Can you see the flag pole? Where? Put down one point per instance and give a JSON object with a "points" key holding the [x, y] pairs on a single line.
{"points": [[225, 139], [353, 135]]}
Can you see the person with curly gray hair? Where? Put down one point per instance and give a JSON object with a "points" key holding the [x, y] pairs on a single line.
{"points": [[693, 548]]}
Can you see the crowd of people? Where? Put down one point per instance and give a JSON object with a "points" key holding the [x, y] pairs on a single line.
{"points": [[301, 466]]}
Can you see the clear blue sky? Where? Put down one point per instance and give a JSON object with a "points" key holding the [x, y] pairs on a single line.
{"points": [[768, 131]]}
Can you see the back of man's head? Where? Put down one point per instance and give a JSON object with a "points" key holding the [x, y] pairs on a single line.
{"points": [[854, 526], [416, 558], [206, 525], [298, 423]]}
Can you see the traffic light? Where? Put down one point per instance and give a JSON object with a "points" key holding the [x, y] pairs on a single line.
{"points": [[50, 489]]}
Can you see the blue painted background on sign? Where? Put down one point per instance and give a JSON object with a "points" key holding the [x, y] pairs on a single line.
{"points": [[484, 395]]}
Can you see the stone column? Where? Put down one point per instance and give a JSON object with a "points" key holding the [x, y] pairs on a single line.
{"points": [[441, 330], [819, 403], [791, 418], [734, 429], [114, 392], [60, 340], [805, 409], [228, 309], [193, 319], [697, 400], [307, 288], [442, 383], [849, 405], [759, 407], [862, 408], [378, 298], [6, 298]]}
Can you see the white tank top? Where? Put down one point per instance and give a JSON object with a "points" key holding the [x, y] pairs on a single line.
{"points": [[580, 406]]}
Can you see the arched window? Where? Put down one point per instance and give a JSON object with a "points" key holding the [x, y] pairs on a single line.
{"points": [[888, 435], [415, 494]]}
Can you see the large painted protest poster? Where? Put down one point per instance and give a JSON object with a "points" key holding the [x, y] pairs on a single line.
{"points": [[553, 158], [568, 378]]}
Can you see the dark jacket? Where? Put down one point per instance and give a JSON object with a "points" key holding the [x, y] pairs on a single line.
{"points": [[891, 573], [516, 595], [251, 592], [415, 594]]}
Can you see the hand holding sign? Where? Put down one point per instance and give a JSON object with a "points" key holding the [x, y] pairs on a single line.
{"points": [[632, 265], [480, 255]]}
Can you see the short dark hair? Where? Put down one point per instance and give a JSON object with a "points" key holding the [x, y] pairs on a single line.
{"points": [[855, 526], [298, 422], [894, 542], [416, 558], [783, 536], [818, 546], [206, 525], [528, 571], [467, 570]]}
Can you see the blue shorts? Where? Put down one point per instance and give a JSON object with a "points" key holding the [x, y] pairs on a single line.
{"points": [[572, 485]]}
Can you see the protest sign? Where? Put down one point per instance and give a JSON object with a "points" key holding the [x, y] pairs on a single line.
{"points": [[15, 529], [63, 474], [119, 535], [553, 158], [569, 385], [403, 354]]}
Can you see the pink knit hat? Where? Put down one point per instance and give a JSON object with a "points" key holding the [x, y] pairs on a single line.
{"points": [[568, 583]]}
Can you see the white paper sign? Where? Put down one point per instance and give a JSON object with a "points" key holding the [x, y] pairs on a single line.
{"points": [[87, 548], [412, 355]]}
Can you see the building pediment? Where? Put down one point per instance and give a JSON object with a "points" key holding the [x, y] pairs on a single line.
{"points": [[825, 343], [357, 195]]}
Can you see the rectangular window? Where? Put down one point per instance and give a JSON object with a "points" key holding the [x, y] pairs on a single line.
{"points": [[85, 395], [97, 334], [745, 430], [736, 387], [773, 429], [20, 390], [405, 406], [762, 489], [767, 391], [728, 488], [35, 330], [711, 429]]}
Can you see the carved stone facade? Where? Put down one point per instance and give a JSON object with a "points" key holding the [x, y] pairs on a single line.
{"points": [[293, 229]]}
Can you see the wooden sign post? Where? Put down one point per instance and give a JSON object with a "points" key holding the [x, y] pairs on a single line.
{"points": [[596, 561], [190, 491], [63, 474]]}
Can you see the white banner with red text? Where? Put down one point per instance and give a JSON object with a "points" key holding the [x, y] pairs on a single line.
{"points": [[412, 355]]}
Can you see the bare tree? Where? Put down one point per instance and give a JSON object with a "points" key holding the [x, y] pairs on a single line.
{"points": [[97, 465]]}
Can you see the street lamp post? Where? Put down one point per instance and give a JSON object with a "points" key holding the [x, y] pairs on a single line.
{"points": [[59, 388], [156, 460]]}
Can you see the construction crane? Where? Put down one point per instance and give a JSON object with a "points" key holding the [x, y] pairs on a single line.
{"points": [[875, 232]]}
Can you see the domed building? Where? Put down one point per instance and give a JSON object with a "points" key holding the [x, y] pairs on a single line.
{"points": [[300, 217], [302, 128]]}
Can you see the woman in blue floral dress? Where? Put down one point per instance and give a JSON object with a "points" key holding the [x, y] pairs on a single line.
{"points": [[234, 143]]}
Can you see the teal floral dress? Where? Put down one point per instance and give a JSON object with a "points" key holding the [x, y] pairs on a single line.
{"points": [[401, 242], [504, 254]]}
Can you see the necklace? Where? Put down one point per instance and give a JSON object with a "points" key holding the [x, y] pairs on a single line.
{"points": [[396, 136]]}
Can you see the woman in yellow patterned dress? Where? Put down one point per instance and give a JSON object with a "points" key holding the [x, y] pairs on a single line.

• • •

* What you should do *
Reproduce all of the data above line for line, with no changes.

* Problem solution *
Can you see the flag pole? Where? Put down one point per instance and give a JSON object with a "points" key holding the [x, y] pairs on a single line.
{"points": [[225, 139], [353, 135]]}
Can you see the person with curly gray hair? Where? Put down one point per instance and give a JSON object with a "points" key holding the [x, y] pairs on a single line.
{"points": [[693, 548]]}
Can you see the crowd of people? Where? Put down one point per instance and give a JSON object with a "points" key holding the [x, y] pairs on a single line.
{"points": [[301, 466]]}
Can you see the clear blue sky? Where? Put down one point per instance and give a JSON object with a "points" key holding the [x, y] pairs on a single line.
{"points": [[768, 131]]}
Can you see the back of man's head? Where? Put down one point per instance and give a JSON object with a "points" key holding the [x, y] pairs on a single line.
{"points": [[854, 526], [416, 558], [206, 525], [298, 423]]}
Can you see the traffic light? Where? Put down one point per instance and give a JSON object with a "points" key holding the [x, y] pairs on a single line.
{"points": [[50, 489]]}
Can you see the blue painted background on sign? Where? Put down one point per instance and give a JSON object with a "points" key holding the [x, y] pairs on a single line.
{"points": [[484, 395]]}
Can you see the stone column? Where? Put down one point per instance and give a JSON object with a "points" key holding the [x, y] pairs on a single line.
{"points": [[441, 330], [819, 403], [791, 418], [734, 429], [114, 392], [60, 340], [805, 409], [228, 309], [193, 319], [697, 400], [307, 288], [442, 383], [849, 405], [759, 407], [862, 408], [378, 298], [6, 298]]}
Can you see the white tank top? Where? Put down one point per instance and give a JSON object with a "points" key holding the [x, y] pairs on a single line.
{"points": [[580, 406]]}
Can you see the arched window? Where? Put down one point per instance and give a JSON object with a "points" key holding the [x, y] pairs on a single line.
{"points": [[888, 435], [415, 494]]}
Can you see the large painted protest poster? Where? Put down one point per instance and give a JSON object with a "points" key holding the [x, y] pairs on a single line.
{"points": [[553, 158], [568, 378]]}
Can you see the dark jacket? Where? Put down one point per instance and give a JSON object with a "points" key holding the [x, y] pairs on a single line.
{"points": [[891, 573], [516, 595], [251, 592], [415, 594]]}
Can you see the hand holding sign? Where? Put down one point per instance and give a JSON object with a "points" key holding the [x, y] pairs on a single line.
{"points": [[632, 265], [480, 255]]}
Can you see the short dark hair? Where? Put down one point per instance and give a JSON object with a "points" key holding the [x, y] pairs on a single line.
{"points": [[855, 526], [298, 422], [894, 542], [416, 558], [783, 536], [818, 546], [206, 525], [528, 571], [467, 570]]}
Can you see the blue shorts? Where? Put down one point per instance and give a JSON object with a "points" key holding the [x, y] pairs on a single line.
{"points": [[572, 485]]}
Can you see the protest sign? Where? Put down one point per instance and give a JSON object with a "points" key holding the [x, y] pairs on a single line.
{"points": [[15, 529], [63, 474], [119, 535], [553, 158], [569, 385], [403, 354]]}
Can you see the pink knit hat? Where? Put down one point per instance and give a JSON object with a "points" key holding the [x, y] pairs on a single line.
{"points": [[568, 583]]}
Can you see the white paper sign? Where? Put down one point per instance and give a JSON object with a "points" key holding the [x, y] pairs on a single line.
{"points": [[87, 548], [412, 355]]}
Can you see the building pediment? Where? Put down one point per instance and give a JSON object with a "points" key holding the [x, y] pairs on a single line.
{"points": [[825, 343], [357, 195]]}
Can you see the rectangular window? Where? Put down one point per instance and give a JSON object with a "points" key holding the [x, y] pairs on a single line.
{"points": [[85, 395], [97, 334], [745, 430], [736, 387], [773, 429], [20, 390], [405, 406], [762, 489], [767, 391], [728, 488], [35, 330], [711, 429]]}
Can you see the carved stone facade? Where? Put down one point per instance and give a JSON object with a "points" key holding the [x, y] pairs on a single line.
{"points": [[293, 229]]}
Can you see the wooden sign post? Where? Put down one point per instance and give a JSON object with a "points" key holding the [x, y] pairs on a single line.
{"points": [[596, 561], [190, 491], [63, 474]]}
Can you see the white banner with red text? Where? Put down one point per instance and give a JSON object with a "points" key holding the [x, y] pairs on a single line.
{"points": [[412, 355]]}
Can you see the bare tree? Where? Put down one point per instance and give a JSON object with a "points" key holding the [x, y] pairs on a single line.
{"points": [[97, 465]]}
Can you see the street lamp post? Where? Put down one point per instance and give a JSON object with a "points" key holding the [x, y] pairs on a single line.
{"points": [[59, 388], [156, 460]]}
Can you see the construction crane? Where? Put down one point per instance and give a JSON object with a "points" key holding the [x, y] pairs on a single line.
{"points": [[875, 232]]}
Can you see the domed building? Where? Put down one point per instance and give a JSON object with a "points" key holding the [x, y] pairs on a single line.
{"points": [[300, 217], [302, 128]]}
Can you see the woman in blue floral dress? Where? Put down one point per instance and give a JSON object with a "points" key holding the [x, y] pairs on a single line.
{"points": [[234, 143]]}
Can you see the teal floral dress? Where? Put down one point per instance and give a JSON object with a "points" key holding the [x, y] pairs on a single line.
{"points": [[401, 242], [504, 254]]}
Can you see the necklace? Where? Put down one point per instance and give a JSON object with a "points" key holding the [x, y] pairs on a single line.
{"points": [[396, 136]]}
Can you see the woman in yellow patterned dress? Where? Put down one point per instance and give a JSON object with a "points" key holding the [x, y] pairs on a single line.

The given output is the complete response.